» **SOURCE**
_ _ _
{I started writing this on Sunday morning, before I wrote my last post. My son still isn’t doing well–I think he has croup–but we haven’t decided to high tail it home yet. We currently have one night booked at a Motel 6 in LA and we’ll reassess tomorrow when we see how everyone feels. My guess is we’ll be heading home Wednesday morning instead of Friday. Anyway, this post is about a totally different topic, something else (besides my sick son) that has been keeping me up at night.}
I’m sitting in the car, typing this on my phone. My son is sleeping in his seat. It’s hours before his nap but he’s clearly not feeling well and I can hear him trying to breath through his congested nose (so sad sounding) so I’m letting him sleep even though it means he might not nap later on. Honestly I thought he’d be up by now. Maybe I should wake him up. But he might not nap later even if I wake him up now… Ah! I hate when I don’t know what to do, when I can’t see into the future so I need to make a choice based on what I know, and what past experience suggests might happen later. (Although that never seems to be what actually happens later, does it?) Man, sometimes it seems we spend the majority of this parenting gig making decisions based on incomplete information, hoping we’re doing what’s best for our children.
Did I mention that I hate not knowing what to choose?
That, is actually, what this whole post is about.
I’m stressing out about the diet stuff with my kids. I go back and forth, constantly wavering. My thinking goes something like this: I’ll do the no-additives diet, that is the least restrictive one, it will just require I plan better and spend more money. But how will I explain it to the grandparents? What if they think it’s a hoax? What if they don’t even try to follow it? What if they do but mess up? What if she eats other food at school? How can I even manage this, the supposedly simple one? Maybe I should do GFCF too? Maybe start it later? But that will be even harder. That will be impossible. And what about supplements. But they cost so much. All of this will cost so much. But what if it makes the difference? But what if it doesn’t?
_ _ _
» **MATERIAL SUPPLIED**
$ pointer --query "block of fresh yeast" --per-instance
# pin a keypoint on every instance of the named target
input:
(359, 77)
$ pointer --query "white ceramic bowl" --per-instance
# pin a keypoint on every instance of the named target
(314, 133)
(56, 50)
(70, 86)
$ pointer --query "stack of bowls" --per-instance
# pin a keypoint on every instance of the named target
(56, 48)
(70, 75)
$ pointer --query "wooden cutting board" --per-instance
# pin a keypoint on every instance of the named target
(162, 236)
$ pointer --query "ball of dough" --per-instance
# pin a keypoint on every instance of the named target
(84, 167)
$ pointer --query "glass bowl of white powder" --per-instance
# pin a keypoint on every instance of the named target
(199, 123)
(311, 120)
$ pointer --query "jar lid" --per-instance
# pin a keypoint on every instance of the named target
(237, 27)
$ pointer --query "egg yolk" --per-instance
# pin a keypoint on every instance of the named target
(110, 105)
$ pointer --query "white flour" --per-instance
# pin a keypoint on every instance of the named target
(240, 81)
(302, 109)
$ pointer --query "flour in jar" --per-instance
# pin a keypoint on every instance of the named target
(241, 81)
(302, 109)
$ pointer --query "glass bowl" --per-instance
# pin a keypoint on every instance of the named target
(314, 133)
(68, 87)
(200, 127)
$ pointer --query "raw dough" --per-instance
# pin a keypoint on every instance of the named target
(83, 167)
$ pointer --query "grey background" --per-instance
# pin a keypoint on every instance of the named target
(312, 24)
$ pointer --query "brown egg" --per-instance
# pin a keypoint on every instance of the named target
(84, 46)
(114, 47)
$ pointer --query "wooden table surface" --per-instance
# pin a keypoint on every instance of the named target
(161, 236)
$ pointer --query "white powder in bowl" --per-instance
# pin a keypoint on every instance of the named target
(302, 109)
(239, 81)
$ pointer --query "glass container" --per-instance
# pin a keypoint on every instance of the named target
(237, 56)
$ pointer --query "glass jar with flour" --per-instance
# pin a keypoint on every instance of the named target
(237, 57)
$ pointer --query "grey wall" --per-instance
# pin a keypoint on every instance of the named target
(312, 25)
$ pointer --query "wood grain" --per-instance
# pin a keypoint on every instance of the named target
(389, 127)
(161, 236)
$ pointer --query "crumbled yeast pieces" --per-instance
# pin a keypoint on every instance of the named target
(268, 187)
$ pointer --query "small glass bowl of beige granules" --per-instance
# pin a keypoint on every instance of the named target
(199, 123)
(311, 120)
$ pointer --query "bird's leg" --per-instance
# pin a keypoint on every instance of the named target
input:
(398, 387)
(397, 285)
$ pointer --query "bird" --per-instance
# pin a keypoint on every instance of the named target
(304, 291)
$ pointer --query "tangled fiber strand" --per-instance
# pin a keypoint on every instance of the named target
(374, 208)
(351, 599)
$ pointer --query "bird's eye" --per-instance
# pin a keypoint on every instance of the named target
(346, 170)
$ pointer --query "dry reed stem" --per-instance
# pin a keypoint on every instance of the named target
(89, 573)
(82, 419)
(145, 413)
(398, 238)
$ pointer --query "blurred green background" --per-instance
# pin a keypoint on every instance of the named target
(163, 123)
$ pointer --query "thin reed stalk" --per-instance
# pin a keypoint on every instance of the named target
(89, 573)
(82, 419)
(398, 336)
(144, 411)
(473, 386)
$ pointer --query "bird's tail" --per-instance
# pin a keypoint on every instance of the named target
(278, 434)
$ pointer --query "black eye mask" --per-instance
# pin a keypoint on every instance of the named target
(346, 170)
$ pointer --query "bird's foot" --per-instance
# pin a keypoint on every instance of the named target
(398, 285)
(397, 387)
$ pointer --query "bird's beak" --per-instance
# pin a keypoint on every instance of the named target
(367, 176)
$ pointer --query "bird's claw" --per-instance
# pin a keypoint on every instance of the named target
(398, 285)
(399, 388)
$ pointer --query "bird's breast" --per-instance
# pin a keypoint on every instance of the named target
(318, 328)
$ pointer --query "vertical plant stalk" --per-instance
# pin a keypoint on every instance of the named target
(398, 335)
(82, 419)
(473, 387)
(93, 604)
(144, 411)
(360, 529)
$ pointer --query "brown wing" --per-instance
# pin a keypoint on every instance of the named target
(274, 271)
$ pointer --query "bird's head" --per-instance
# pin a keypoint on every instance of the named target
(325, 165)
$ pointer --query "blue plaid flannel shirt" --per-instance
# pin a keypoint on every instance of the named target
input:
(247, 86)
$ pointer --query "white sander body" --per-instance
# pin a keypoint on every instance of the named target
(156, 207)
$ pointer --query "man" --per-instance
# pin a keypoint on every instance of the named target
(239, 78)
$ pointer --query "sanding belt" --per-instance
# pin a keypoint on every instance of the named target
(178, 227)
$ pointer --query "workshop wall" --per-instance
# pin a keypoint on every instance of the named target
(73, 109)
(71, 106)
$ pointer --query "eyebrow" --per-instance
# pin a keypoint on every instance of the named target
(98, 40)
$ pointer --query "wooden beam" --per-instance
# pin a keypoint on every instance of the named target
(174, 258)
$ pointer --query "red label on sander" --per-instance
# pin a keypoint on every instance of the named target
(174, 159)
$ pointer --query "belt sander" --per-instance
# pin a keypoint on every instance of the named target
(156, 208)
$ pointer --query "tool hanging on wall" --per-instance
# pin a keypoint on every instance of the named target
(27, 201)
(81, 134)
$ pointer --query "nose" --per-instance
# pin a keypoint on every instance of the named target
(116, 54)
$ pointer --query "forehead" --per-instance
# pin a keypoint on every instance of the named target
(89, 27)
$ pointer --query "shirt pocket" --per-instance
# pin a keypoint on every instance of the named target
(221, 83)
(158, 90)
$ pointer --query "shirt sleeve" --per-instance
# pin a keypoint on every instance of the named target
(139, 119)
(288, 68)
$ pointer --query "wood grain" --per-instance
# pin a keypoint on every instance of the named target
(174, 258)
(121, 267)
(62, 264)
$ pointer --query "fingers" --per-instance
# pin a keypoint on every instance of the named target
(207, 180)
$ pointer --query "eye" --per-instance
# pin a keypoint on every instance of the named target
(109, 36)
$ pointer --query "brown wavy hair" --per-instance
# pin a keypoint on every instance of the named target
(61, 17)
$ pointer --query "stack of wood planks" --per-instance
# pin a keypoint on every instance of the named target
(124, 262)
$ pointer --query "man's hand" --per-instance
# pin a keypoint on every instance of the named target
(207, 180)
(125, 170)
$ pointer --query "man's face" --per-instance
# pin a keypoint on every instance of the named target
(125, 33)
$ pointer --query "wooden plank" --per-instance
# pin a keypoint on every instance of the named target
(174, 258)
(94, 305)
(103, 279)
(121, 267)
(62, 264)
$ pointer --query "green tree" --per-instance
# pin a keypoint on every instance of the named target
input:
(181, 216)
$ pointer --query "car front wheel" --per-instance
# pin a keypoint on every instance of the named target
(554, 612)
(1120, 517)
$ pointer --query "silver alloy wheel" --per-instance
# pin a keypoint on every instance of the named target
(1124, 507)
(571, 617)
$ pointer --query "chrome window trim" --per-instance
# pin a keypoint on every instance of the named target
_ _ _
» **THE TASK**
Please output the part of the parenting post between "Did I mention" and "if it doesn’t?", inclusive. The data comes from a separate source.

» **OUTPUT FOR THIS TASK**
Did I mention that I hate not knowing what to choose?
That, is actually, what this whole post is about.
I’m stressing out about the diet stuff with my kids. I go back and forth, constantly wavering. My thinking goes something like this: I’ll do the no-additives diet, that is the least restrictive one, it will just require I plan better and spend more money. But how will I explain it to the grandparents? What if they think it’s a hoax? What if they don’t even try to follow it? What if they do but mess up? What if she eats other food at school? How can I even manage this, the supposedly simple one? Maybe I should do GFCF too? Maybe start it later? But that will be even harder. That will be impossible. And what about supplements. But they cost so much. All of this will cost so much. But what if it makes the difference? But what if it doesn’t?